- Document excerpt -
● ● ● ● ● ● ●

American nurse, founder of modern paramedic medicine

Abbie Sweetwine (May 28, 1921 – May 7, 2009) was an American nurse remembered for her work during the Harrow and Wealdstone rail crash. In a headline at the time, the Daily Mirror described her as "The Angel of Platform 6".

== Early life and education ==
Abbie L. Sweetwine was born and raised in Cocoa, Florida. She had two sisters, Willie Ruth Austell and Dorothy H Sweetwine, the latter of whom became a local newspaper editor.

She graduated in nursing from Brewster Hospital, the first Black hospital in Jacksonville, in 1942 and received her R.N. a few months later.

== Career ==
She began her service life in the army. By July 1946, she had served in Provident Hospital at Fort Lauderdale, at the Whitaker Memorial Hospital in Newport News, Virginia, and with the U.S. Migratory set-up at Belle Glade, Florida and in North Charleston, South Carolina.

Sweetwine is best known for her involvement with the Harrow & Wealdstone rail crash. During the morning rush hour on October 8, 1952, a three-train collision at Harrow & Wealdstone station near London, England, resulted in hundreds of casualties. Members of the 494th Medical Group of the United States Air Force were on board one of the trains, and called their new hospital station in South Ruislip. The Air Force Hospital sent out an emergency response team, all trained in battlefield medicine, commanded by Lieutenant Colonel Weideman of the USAF which included seven doctors and one nurse, Sweetwine.

2nd Lt. Nurse Sweetwine and her colleagues established a triage station on the side platforms of Harrow & Wealdstone station. Along with the doctors who had responded to the emergency call, she started to sort and treat the wounded before they were taken to hospital. To those who were lightly wounded or in emotional shock, Nurse Sweetwine handed out cigarettes and tea. To casualties she provided blood plasma and morphine.

● ● ● ● ● ● ●

- Given data -
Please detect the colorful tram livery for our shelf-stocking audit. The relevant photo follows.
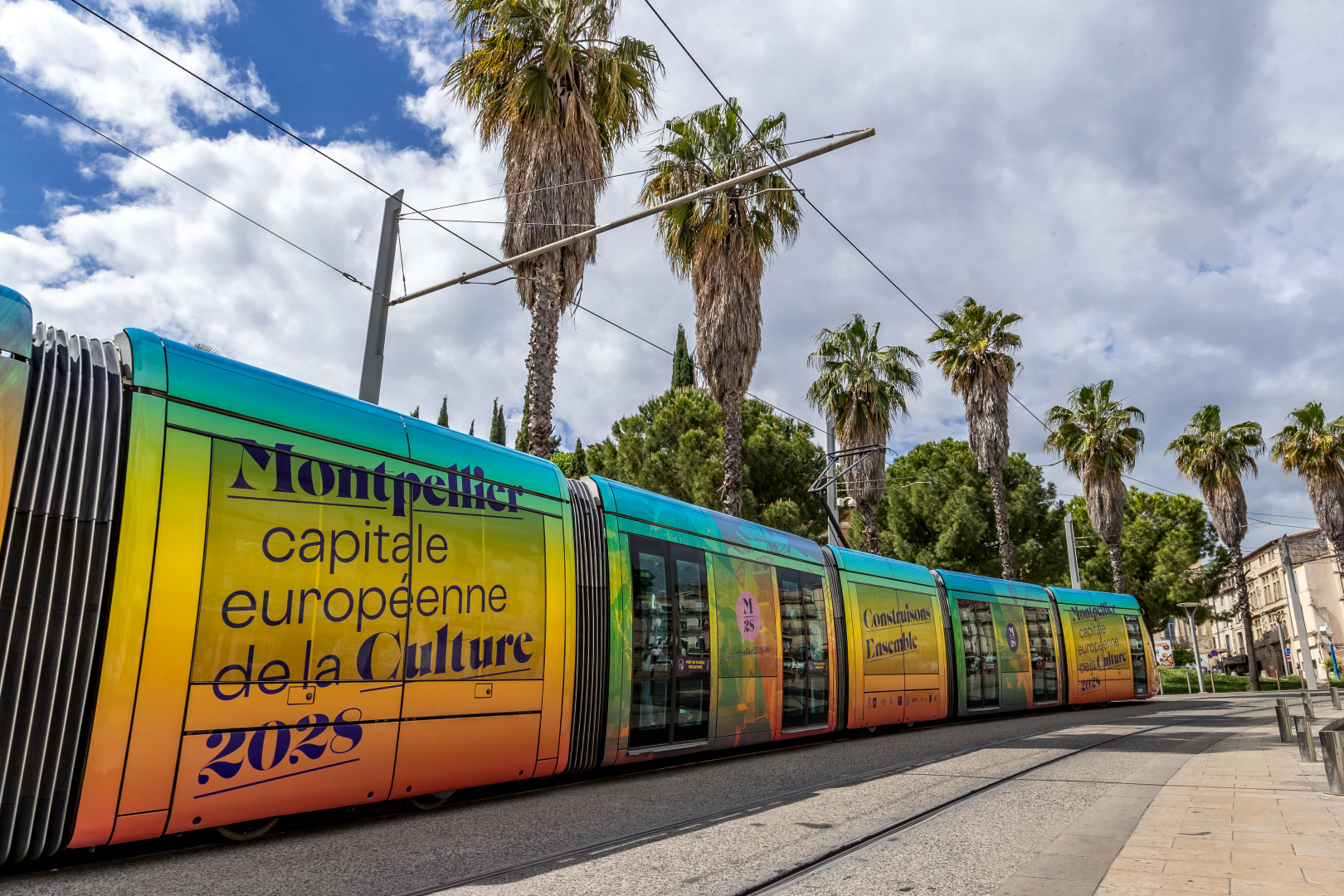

● ● ● ● ● ● ●

- Directions -
1 – Could you output the section of the Abbie Sweetwine passage that opens with the words containing "She graduated in" and closes with "Charleston, South Carolina."?
2 – Answer these questions from the Abbie Sweetwine passage:
(a) In what town was Sweetwine born and raised?
(b) From which hospital did she graduate in nursing, and in what year?
(c) What did she give to the lightly wounded and to those in emotional shock?
3 – How might the Abbie Sweetwine passage go on? Supply the next part, picking up after its final sentence.
The listing has no connection to the Abbie Sweetwine passage.

- Responses per task -
1 –
She graduated in nursing from Brewster Hospital, the first Black hospital in Jacksonville, in 1942 and received her R.N. a few months later.

== Career ==
She began her service life in the army. By July 1946, she had served in Provident Hospital at Fort Lauderdale, at the Whitaker Memorial Hospital in Newport News, Virginia, and with the U.S. Migratory set-up at Belle Glade, Florida and in North Charleston, South Carolina.

2 –
(a) Cocoa, Florida
(b) Brewster Hospital, in 1942
(c) Cigarettes and tea

3 –
Using her own lipstick, Sweetwine marked the people who had been treated with an 'X' and those treated with morphine an 'M'. She relayed this information to the ambulance crews, who informed the hospitals about the status of each patient. Sweetwine's efforts ensured that patients did not receive an overdose of morphine.

The Daily Mirror dubbed Sweetwine "the Angel of Platform Six".

In January 1953, she was invited to a celebratory luncheon of the Royal Variety Charity at the Savoy Hotel. They presented her with a cigarette case with her name engraved upon it. The work of Sweetwine and the USAF team is credited with inspiring the development of the use of paramedics in Britain.

By the time of her retirement in 1969, she was a major in the United States Air Force. She returned to live in Cocoa, Florida and then moved to Rockledge where she lived with her sisters for over thirty years.

She died at the age of 87 and was laid to rest at the Arlington National Cemetery.